### Required work
Output the lines below as a two-column CSV with the headers "prompt" and "boxes", one row for each text line, which goes in the quoted "prompt" field, and all of its answer in the quoted "boxes" field, with line breaks turned into spaces. Leave the picture out.

[Dataset records]
* * *

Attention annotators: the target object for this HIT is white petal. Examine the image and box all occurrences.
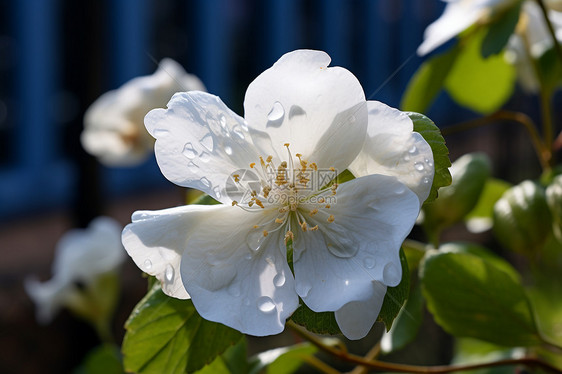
[53,217,125,283]
[181,207,298,336]
[145,92,266,204]
[418,1,489,56]
[24,278,70,324]
[81,59,200,166]
[349,101,435,205]
[335,282,386,340]
[244,50,366,171]
[122,205,219,299]
[293,175,419,312]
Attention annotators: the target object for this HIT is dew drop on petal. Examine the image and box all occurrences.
[199,177,211,188]
[182,143,197,160]
[258,296,276,313]
[363,257,376,269]
[295,283,312,297]
[199,133,214,152]
[273,273,285,287]
[382,262,401,285]
[219,114,226,129]
[164,264,174,282]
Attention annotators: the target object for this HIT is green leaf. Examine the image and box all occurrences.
[291,249,410,335]
[197,339,250,374]
[381,283,424,353]
[480,3,521,58]
[400,46,459,113]
[407,112,451,203]
[249,343,318,374]
[123,286,242,373]
[464,178,511,233]
[420,250,541,347]
[494,180,552,255]
[377,248,410,331]
[74,344,123,374]
[445,30,516,114]
[451,338,518,374]
[423,153,491,245]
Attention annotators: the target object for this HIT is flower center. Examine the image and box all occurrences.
[232,143,338,250]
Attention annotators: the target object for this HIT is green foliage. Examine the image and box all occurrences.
[407,112,451,203]
[420,251,541,347]
[400,45,460,113]
[291,249,410,335]
[445,30,516,114]
[423,153,491,243]
[74,344,123,374]
[480,3,521,58]
[249,343,318,374]
[494,181,552,254]
[122,286,242,373]
[464,178,511,233]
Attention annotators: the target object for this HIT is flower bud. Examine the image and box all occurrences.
[423,153,491,231]
[494,181,551,254]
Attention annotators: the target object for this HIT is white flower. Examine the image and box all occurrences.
[505,1,562,93]
[24,217,125,323]
[81,59,205,166]
[418,0,562,56]
[122,50,433,339]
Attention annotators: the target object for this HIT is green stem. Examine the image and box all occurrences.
[441,110,552,171]
[287,321,562,374]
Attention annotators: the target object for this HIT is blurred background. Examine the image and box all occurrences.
[0,0,560,373]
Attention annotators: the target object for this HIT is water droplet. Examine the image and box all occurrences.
[265,101,285,127]
[152,129,170,138]
[143,259,152,270]
[199,133,214,152]
[219,114,226,129]
[382,262,402,287]
[232,125,244,139]
[227,283,240,297]
[258,296,276,313]
[164,264,174,282]
[289,105,306,119]
[199,177,211,188]
[182,143,197,159]
[295,283,312,297]
[363,257,376,269]
[273,273,286,287]
[199,151,211,162]
[267,101,285,121]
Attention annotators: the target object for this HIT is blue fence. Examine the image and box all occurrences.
[0,0,442,220]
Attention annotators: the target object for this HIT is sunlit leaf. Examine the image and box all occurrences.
[122,286,242,373]
[407,112,451,203]
[420,251,541,347]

* * *

### Full response
prompt,boxes
"Attention annotators: the target object for this HIT is white petal. Examine the image and box all occurrences.","[53,217,125,283] [181,207,298,336] [145,92,266,204] [418,1,489,56] [24,278,70,324] [81,59,200,166] [349,101,435,205] [335,282,386,340] [244,50,366,171] [122,205,219,299] [293,175,419,312]"
"Attention annotators: the target object for this HIT is dew drop on petal. Examine the image and box all occurrences.","[199,177,211,188] [182,143,197,160] [258,296,276,313] [363,257,376,269] [295,283,312,297] [199,133,214,152] [273,273,285,287] [382,262,401,285] [219,114,226,129] [164,264,174,282]"
"Attention annotators: the target object for this HIT is green leaf. Examine the image and box all occurrences.","[291,249,410,335] [197,339,250,374] [381,283,424,353] [480,3,521,58] [400,46,459,113] [407,112,451,203] [249,343,318,374] [123,286,242,373] [464,178,511,233] [420,250,541,347] [494,180,552,255] [377,248,410,331] [74,344,123,374] [445,30,516,114] [451,338,518,374] [423,153,491,245]"
"Attention annotators: the target object for this HIT is flower center. Examine the image and box all occurrences.","[232,143,338,250]"
"Attention annotators: the target object for this HIT is green foliage. Examine the image and box all occurrences.","[407,112,451,203] [420,251,541,347] [400,45,460,113] [291,249,410,335] [445,30,516,114] [423,153,491,243] [74,344,123,374] [480,3,521,58] [249,343,318,374] [494,181,552,254] [122,286,242,373] [464,178,511,233]"
"Attention annotators: the target object for this HIT is flower bud. Examine the image and box all occurrences.","[423,153,491,231] [494,181,551,254]"
"Attention annotators: the target object for this HIT is white flower. Examine the image and box all occurrences.","[505,1,562,93] [24,217,125,323] [81,59,205,166] [418,0,562,56] [122,50,433,339]"
"Attention annotators: the target object for this HIT is green stem. Examine the image and box all occurrences.","[441,110,552,171] [287,321,562,374]"
"Attention annotators: the target object for this HIT is blurred background. Examine the image and box all occurrences.","[0,0,560,373]"
"Attention annotators: the target object for this HIT is water droplet. Examine the image and box all occurrences.","[265,101,285,127] [152,129,170,138] [143,259,152,270] [199,133,214,152] [219,114,226,129] [382,262,402,287] [232,125,244,139] [227,283,240,297] [258,296,276,313] [164,264,174,282] [289,105,306,119] [199,177,211,188] [182,143,197,159] [295,283,312,297] [363,257,376,269] [273,273,286,287] [199,151,211,162] [267,101,285,121]"
"Attention annotators: the target object for this HIT is blue fence. Examine the image and box all occurrences.","[0,0,442,220]"
"Attention annotators: the target object for this HIT is sunlit leaf. Examine the image and box all occurrences.","[122,286,242,373] [407,112,451,203] [420,251,541,347]"